MR. NAIM: To clarify what we have said, we want to create cooperation between the U. S. and Afghanistan in two ways. We would like invisible cooperation on intelligence matters. Secondly, we want very visible U.S. cooperation to give our pepole and others the strong imperssion that we have the U. S. as an active friend.

THE SECRETARY: I’m sorry that we didn’t have the Vice Presiden stop in Kabul in connection with his recent trip to Iran. I am going to Iran in August. Maybe I will stop in Afghanistan for a day.

MR. NAIM: You will be very welcome.

THE SECRETARY: Why don’t I keep this in mind. We will do it the same way as before, that is, arrive in the morning and leave in the afternoon or evening. I will have to look at my schedule.

[Page 10]

MR. NAIM: I lunched today with a number of prominent Senators. Senator Percy told me that he had been in northern Afghanistan looking at a fertilizer complex built with Soviet assistance. It was not on schedule or finished at the time. Percy asked why the U.S. and the Soviet Union couldn’t cooperate to complete the complex. The problem is that many people do not understand that such a project has many other facets of an invisible nature. It seems that our problem is not fully understood in the U.S.

THE SECRETARY: That is not true.

MR. NAIM: Afghanistan’s security is important to the security of this region. If we sink, others will be in trouble. Increased cooperation between Iran, Afghanistan and Pakistan will improve the general security in the area. Neither Pakistan nor Afghanistan have the ability to counteract Soviet intelligence in the region.

THE SECRETARY: We will see you for lunch tomorrow.

MALIKYAR: We are having a reception-buffet for Mr. Naim this evening and hope that you can attend.

THE SECRETARY: It is not on my schedule. I will try but I am not very optimistic. We will see you tomorrow.

  1. Source: Library of Congress, Manuscript Division, Kissinger Papers, Box CL 90, Afghanistan 1974-76. Secret; Nodis. The meeting took place in the Secretary’s Office.
  2. Secretary of State Kissinger discussed with Special Envoy Mohammad Naim development and security issues and the implications of the recent summit between Prime Minister Zulfiqar Ali Bhutto and Mohammad Daoud in Kabul.

Entries supplied:
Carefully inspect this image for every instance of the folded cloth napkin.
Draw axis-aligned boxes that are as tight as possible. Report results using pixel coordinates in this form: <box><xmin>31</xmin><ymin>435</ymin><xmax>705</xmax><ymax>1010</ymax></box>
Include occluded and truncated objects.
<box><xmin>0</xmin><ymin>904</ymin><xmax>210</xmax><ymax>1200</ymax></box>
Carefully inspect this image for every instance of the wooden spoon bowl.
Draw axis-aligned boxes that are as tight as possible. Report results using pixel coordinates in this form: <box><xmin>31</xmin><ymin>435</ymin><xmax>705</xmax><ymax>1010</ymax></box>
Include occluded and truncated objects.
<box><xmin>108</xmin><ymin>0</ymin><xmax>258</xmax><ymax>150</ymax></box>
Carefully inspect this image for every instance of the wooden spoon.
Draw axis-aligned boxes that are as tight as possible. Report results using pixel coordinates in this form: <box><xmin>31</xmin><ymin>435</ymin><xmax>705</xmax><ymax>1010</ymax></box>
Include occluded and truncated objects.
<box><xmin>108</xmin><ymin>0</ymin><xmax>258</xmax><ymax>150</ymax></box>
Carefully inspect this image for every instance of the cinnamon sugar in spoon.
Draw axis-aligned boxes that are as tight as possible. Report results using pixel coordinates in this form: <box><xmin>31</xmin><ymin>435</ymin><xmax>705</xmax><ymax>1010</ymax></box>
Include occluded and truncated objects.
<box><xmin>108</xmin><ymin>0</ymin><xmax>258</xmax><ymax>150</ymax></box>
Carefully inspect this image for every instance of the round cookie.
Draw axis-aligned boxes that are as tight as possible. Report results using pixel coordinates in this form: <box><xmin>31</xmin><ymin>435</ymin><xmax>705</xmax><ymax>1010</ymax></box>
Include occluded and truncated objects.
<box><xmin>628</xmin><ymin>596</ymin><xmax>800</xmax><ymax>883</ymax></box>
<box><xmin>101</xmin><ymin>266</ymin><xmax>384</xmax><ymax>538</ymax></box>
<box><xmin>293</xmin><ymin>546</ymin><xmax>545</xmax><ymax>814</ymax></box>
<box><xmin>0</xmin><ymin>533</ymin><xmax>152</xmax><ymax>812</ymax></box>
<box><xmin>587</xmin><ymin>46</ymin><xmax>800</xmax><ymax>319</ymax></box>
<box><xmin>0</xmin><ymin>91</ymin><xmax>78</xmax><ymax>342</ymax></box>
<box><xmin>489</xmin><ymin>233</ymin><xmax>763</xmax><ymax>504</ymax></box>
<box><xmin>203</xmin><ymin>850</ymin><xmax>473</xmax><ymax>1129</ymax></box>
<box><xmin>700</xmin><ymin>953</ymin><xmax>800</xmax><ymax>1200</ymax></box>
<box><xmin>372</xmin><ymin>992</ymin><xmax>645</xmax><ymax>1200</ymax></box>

Tasks:
1. In the meeting transcript, why does Mr. Naim want U.S. cooperation with Afghanistan to be very visible?
2. Reproduce the meeting transcript word for word from "MR. NAIM: I" to "in the region.".

Expected results:
1. He wants visible U.S. cooperation so that Afghanistan's people and others get the strong impression that the U.S. is an active friend of Afghanistan.

2.
MR. NAIM: I lunched today with a number of prominent Senators. Senator Percy told me that he had been in northern Afghanistan looking at a fertilizer complex built with Soviet assistance. It was not on schedule or finished at the time. Percy asked why the U.S. and the Soviet Union couldn’t cooperate to complete the complex. The problem is that many people do not understand that such a project has many other facets of an invisible nature. It seems that our problem is not fully understood in the U.S.

THE SECRETARY: That is not true.

MR. NAIM: Afghanistan’s security is important to the security of this region. If we sink, others will be in trouble. Increased cooperation between Iran, Afghanistan and Pakistan will improve the general security in the area. Neither Pakistan nor Afghanistan have the ability to counteract Soviet intelligence in the region.